Copy the items below word for word, starting at the first line and continuing up to and including the line that contains "<point>197,206</point>".

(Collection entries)
---*---

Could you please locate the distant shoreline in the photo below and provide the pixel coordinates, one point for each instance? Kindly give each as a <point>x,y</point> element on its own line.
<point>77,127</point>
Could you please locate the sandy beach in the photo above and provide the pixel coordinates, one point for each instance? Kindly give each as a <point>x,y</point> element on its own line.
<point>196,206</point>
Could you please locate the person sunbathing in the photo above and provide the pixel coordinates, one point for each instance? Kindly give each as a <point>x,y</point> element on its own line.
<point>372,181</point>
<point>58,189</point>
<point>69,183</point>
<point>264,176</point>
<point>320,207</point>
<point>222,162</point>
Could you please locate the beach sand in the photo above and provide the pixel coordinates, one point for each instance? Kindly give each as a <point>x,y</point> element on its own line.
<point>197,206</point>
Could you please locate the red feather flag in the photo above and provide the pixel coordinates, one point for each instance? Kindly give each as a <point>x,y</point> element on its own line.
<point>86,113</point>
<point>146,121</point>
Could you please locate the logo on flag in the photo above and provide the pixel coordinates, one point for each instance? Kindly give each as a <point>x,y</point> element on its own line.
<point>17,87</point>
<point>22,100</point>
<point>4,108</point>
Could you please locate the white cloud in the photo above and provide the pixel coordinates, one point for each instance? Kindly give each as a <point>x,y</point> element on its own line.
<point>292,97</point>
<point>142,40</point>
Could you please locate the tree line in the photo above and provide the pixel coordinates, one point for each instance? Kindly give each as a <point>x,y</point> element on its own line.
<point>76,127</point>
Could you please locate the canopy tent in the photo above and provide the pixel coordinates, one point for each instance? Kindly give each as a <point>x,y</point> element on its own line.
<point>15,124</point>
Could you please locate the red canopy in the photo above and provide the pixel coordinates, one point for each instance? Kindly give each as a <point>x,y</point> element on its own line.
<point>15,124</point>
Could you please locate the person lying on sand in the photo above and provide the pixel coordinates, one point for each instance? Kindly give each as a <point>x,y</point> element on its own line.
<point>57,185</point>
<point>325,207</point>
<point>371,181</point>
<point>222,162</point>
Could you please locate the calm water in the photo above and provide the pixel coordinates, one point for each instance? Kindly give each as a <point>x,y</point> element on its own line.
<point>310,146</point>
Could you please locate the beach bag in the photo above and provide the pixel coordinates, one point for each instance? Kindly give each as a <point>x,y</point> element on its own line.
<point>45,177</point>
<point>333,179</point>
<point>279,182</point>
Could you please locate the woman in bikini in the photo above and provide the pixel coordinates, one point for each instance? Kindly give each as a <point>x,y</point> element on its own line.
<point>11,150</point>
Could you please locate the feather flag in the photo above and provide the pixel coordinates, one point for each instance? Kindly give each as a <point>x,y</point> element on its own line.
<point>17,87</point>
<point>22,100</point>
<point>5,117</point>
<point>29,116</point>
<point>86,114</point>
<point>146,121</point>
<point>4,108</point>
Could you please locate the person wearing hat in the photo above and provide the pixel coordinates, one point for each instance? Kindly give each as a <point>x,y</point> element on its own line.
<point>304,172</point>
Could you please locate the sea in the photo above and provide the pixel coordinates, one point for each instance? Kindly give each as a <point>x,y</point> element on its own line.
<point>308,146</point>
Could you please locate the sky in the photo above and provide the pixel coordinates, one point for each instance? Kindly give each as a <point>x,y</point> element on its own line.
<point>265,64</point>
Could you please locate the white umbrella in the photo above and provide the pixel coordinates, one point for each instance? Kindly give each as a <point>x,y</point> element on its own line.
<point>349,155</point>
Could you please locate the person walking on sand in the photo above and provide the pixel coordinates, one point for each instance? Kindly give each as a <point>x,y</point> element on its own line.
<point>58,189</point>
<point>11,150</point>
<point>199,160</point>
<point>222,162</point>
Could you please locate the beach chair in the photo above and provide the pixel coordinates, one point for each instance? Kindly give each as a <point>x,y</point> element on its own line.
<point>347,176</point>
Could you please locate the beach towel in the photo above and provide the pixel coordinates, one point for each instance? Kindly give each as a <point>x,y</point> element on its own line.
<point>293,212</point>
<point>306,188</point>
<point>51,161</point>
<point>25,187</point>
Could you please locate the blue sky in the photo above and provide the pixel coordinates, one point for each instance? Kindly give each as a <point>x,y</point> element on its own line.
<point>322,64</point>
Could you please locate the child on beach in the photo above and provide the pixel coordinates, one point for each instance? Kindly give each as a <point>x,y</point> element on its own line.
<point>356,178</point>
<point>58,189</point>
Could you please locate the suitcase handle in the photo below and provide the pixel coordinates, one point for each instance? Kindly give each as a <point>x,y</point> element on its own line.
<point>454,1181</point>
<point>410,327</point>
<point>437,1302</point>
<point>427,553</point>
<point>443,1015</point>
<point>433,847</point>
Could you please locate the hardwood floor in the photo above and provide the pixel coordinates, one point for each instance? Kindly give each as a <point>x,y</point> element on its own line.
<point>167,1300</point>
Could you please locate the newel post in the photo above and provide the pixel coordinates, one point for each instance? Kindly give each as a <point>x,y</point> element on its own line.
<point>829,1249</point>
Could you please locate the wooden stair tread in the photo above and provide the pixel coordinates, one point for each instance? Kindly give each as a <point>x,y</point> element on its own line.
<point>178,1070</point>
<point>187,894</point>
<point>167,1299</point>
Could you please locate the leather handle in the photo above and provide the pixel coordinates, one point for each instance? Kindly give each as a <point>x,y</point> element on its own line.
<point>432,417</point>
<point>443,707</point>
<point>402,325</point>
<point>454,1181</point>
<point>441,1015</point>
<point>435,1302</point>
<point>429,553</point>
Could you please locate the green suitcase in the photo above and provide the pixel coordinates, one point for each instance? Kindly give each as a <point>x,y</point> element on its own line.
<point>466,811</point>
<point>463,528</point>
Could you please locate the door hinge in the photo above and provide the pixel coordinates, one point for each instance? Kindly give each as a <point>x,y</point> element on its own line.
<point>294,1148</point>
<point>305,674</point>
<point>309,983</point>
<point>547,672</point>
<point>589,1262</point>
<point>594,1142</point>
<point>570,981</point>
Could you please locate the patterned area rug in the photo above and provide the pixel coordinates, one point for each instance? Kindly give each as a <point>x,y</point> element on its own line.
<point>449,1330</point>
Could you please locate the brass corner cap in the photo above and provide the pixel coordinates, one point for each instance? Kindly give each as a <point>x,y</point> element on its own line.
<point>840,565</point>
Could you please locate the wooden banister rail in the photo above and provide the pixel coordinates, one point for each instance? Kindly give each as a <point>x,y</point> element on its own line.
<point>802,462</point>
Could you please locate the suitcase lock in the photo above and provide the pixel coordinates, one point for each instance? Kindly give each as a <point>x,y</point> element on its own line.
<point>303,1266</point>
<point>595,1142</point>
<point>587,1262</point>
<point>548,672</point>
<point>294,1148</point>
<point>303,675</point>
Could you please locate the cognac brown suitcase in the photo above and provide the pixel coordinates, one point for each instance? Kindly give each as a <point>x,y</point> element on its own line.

---*---

▸ Result below
Could you please locate the distant shoreline in the photo below and provide the pixel coordinates, one point for each instance? Kindly give each as a <point>x,y</point> element on its own line.
<point>77,127</point>
Could you please locate the sandy beach in the photo above and provide the pixel coordinates, one point for each instance? Kindly give each as a <point>x,y</point> element on its own line.
<point>196,206</point>
Could you please locate the person sunbathing in the photo above and provide the pixel coordinates, one point for each instance? Kindly give each as a <point>x,y</point> element on its own line.
<point>372,181</point>
<point>58,189</point>
<point>69,183</point>
<point>264,176</point>
<point>320,207</point>
<point>222,162</point>
Could you please locate the beach sand in the photo above and provide the pixel coordinates, one point for each instance? Kindly give each as a <point>x,y</point> element on its own line.
<point>197,206</point>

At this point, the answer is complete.